## Exercise tasks
(a) Edit the passage on the New Jersey minimum wage study: write out again the part that opens with the words containing "pivot = (df_ck[['state', 'time', 'employees']].dropna()" and closes with "ax = plt.subplots()", replacing "surprising" with "unexpected".
(b) Resume the passage on the New Jersey minimum wage study, picking up after its final line.
━━━ Supplied text
The crucial results reported in the paper show a surprising subversion of expecation. The idea is that the neigbouring states should have comparable working conditions and incentives to employment up until the initiative of the policy change. Hence, it is argued that the difference between the states before and after the change can be a gauge of the causal impact of that policy. The data they looked at surveyed 410 fast-food restaurants in New Jersey and eastern Pennsylvania before and after the rise in minimum wage for New Jersey.

pivot = (df_ck[['state', 'time', 'employees']].dropna()
  .groupby(['state', 'time'])[['employees']].mean()
  .reset_index()
  .pivot(index='time', columns='state', values='employees')
  )
pivot = pivot.append(pivot.iloc[1] - pivot.iloc[0], ignore_index=True)
pivot.columns = ['PA', 'NJ']
pivot['Diff'] = pivot['NJ'] - pivot['PA']
pivot.index = ['Before', 'After', 'Diff']
pivot

The result here is by traditional economic logic surprising. It’s surprising in that they “find no indication that the rise in the minimum wage reduced employment.” When we might anticipate a negative reaction from their employers. The above table reports the raw differences in average employment per restaurant. That’s it. That’s the quasi-experiemntal design that launched a thousand imitations. Visually the change is striking.

fig, ax = plt.subplots()
ax.plot(['Before', 'After'], [pivot.iloc[0]['PA'],  pivot.iloc[1]['PA']], '-o', label='Pennsylvania')
ax.plot(['Before', 'After'], [pivot.iloc[0]['NJ'],  pivot.iloc[1]['NJ']],'-o', label='New Jersey')
ax.plot(['Before', 'After'], [pivot.iloc[0]['NJ'],  pivot.iloc[2]['PA'] +pivot.iloc[0]['NJ']], '--', color='darkorange', label='New Jersey Counterfactual')
ax.set_title("Visualising the Counterfactual")
ax.plot((1, 1), (18, 21), '--', color='grey', label='treatment effect')
ax.legend()
━━━━━━
━━━ Data provided
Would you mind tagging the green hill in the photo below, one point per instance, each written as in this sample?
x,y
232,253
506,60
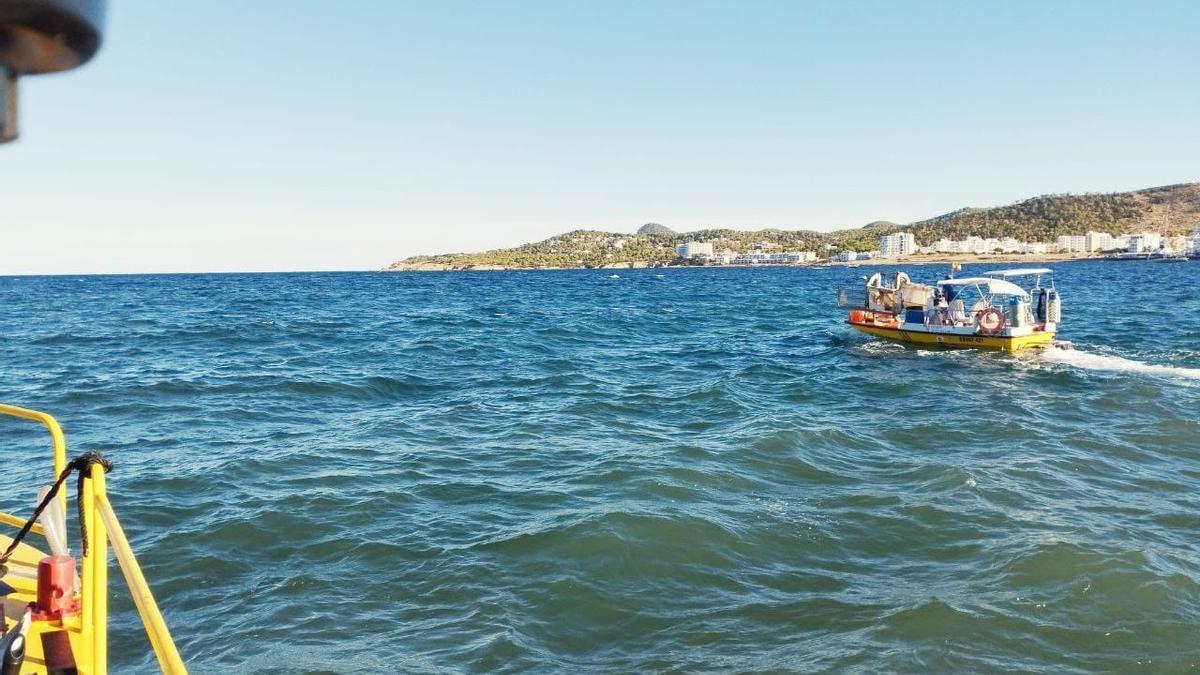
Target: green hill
x,y
1039,219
━━━━━━
## Results of the tasks
(a)
pivot = (df_ck[['state', 'time', 'employees']].dropna()
  .groupby(['state', 'time'])[['employees']].mean()
  .reset_index()
  .pivot(index='time', columns='state', values='employees')
  )
pivot = pivot.append(pivot.iloc[1] - pivot.iloc[0], ignore_index=True)
pivot.columns = ['PA', 'NJ']
pivot['Diff'] = pivot['NJ'] - pivot['PA']
pivot.index = ['Before', 'After', 'Diff']
pivot

The result here is by traditional economic logic unexpected. It’s unexpected in that they “find no indication that the rise in the minimum wage reduced employment.” When we might anticipate a negative reaction from their employers. The above table reports the raw differences in average employment per restaurant. That’s it. That’s the quasi-experiemntal design that launched a thousand imitations. Visually the change is striking.

fig, ax = plt.subplots()

(b)
A Persuasive Design

It’s not just a simple table. The paper was compelling precisely because the design was persuasive, and the Pennsylvania’s future is a plausible representation of New Jersey’s counterfactual future. The anticipated trajectory of the two states was plausible before the intervention, so the argument goes that the observed difference is plausible estimate of the causal effect.

fig, axs = plt.subplots(1, 2, figsize=(10, 7))
axs = axs.flatten()
before = df_ck[df_ck['time'] == 0]
after = df_ck[df_ck['time'] == 1]
axs[0].hist(before[before['state'] == 0]['wage_st'], alpha=0.4, bins=20, density=True, ec='black', label='Pennsylvania Before')
axs[0].hist(before[before['state'] == 1]['wage_st'], alpha=0.4, bins=20, density=True, ec='black', label='New Jersey Before')
axs[0].set_xlabel("Wage per Hour in $")
axs[0].legend()
axs[1].hist(after[after['state'] == 0]['wage_st'], alpha=0.4, bins=15, density=True, ec='black', label='Pennsylvania After')
axs[1].hist(after[after['state'] == 1]['wage_st'], alpha=0.4, bins=15, density=True, ec='black', label='New Jersey After')
axs[1].set_xlabel("Wage per Hour in $")
axs[1].legend()
axs[1].set_title("Wage Distribution After")
axs[0].set_title("Wage Distribution Before");

And the corressponding view for the employment figures shows that the difference between before and after periods, for both states are centered around zero.

fig, axs = plt.subplots(1, 3, figsize=(12, 5))
axs = axs.flatten()
before = df_ck[df_ck['time'] == 0]
after = df_ck[df_ck['time'] == 1]
axs[0].hist(before[before['state'] == 0]['employees'], alpha=0.4, bins=20, density=True, ec='black', label='Pennsylvania Before')
axs[0].hist(before[before['state'] == 1]['employees'], alpha=0.4, bins=20, density=True, ec='black', label='New Jersey Before')
axs[0].set_xlabel("Employees")
axs[0].legend()
axs[2].hist(after[after['state'] == 0]['employees'], alpha=0.4, bins=15, density=True, ec='black', label='Pennsylvania After')

diff_p = after[after['state'] == 0][['store', 'employees']].merge(before[before['state'] == 0][['store', 'employees']], left_on='store', right_on='store')

diff_nj = after[after['state'] == 1][['store', 'employees']].merge(before[before['state'] == 1][['store', 'employees']], left_on='store', right_on='store')

axs[1].hist(diff_p['employees_x'] - diff_p['employees_y'], alpha=0.4, bins=15, density=True, ec='black', label='Pennsylvania Diff')
axs[1].hist(diff_nj['employees_x'] - diff_nj['employees_y'], alpha=0.4, bins=15, density=True, ec='black', label='NJ Diff')
axs[1].set_xlabel("Before - After")
axs[1].legend()

axs[2].hist(after[after['state'] == 1]['employees'], alpha=0.4, bins=15, density=True, ec='black', label='New Jersey After')
axs[2].set_xlabel("Employees")
axs[2].legend()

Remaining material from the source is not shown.